PROVIDED MATERIAL »
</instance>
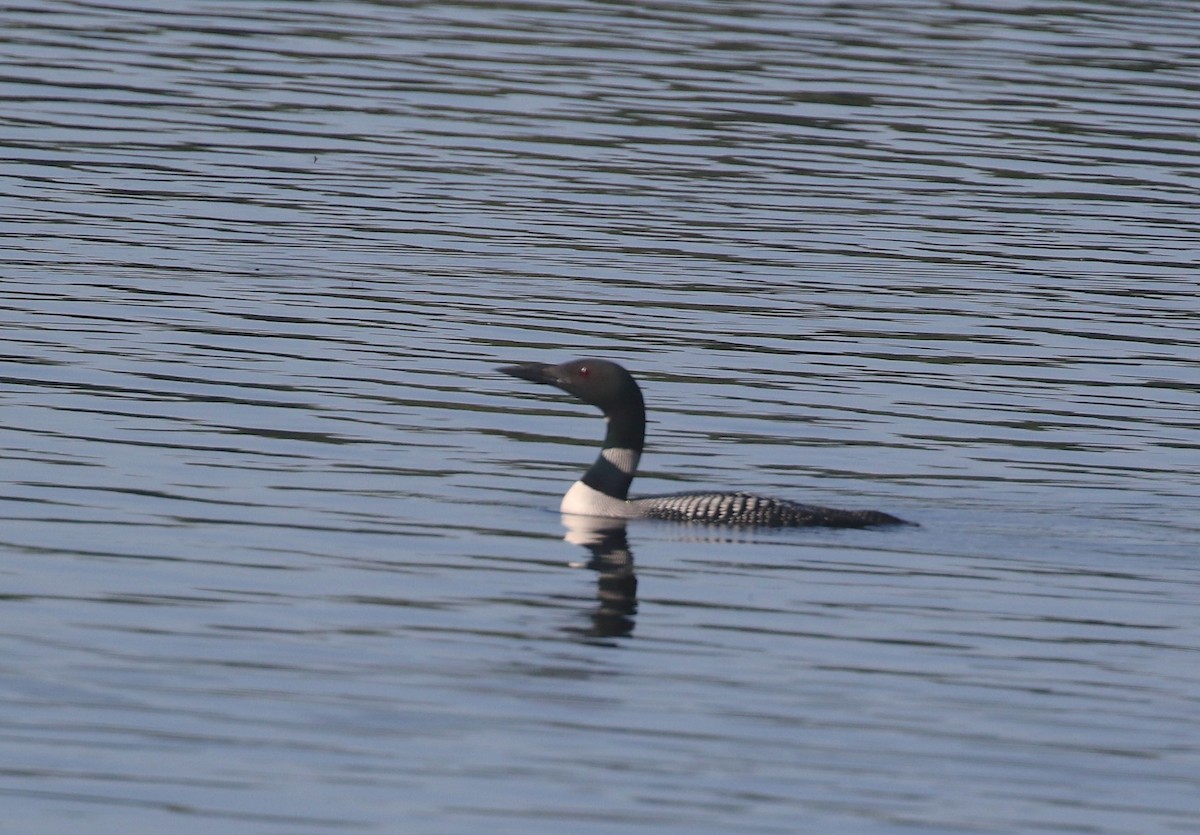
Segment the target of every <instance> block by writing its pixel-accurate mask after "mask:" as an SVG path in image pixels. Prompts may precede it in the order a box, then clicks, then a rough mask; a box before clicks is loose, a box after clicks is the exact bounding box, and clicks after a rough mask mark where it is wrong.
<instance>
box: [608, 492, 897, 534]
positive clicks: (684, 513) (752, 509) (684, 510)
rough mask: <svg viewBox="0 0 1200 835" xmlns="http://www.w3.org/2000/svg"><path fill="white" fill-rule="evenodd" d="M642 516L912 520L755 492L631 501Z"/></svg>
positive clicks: (797, 522)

WHAT THE EXERCISE ASKS »
Count the lines above in which the string "mask" occurs. Give that number and nothing else.

RESULT OF THE TASK »
2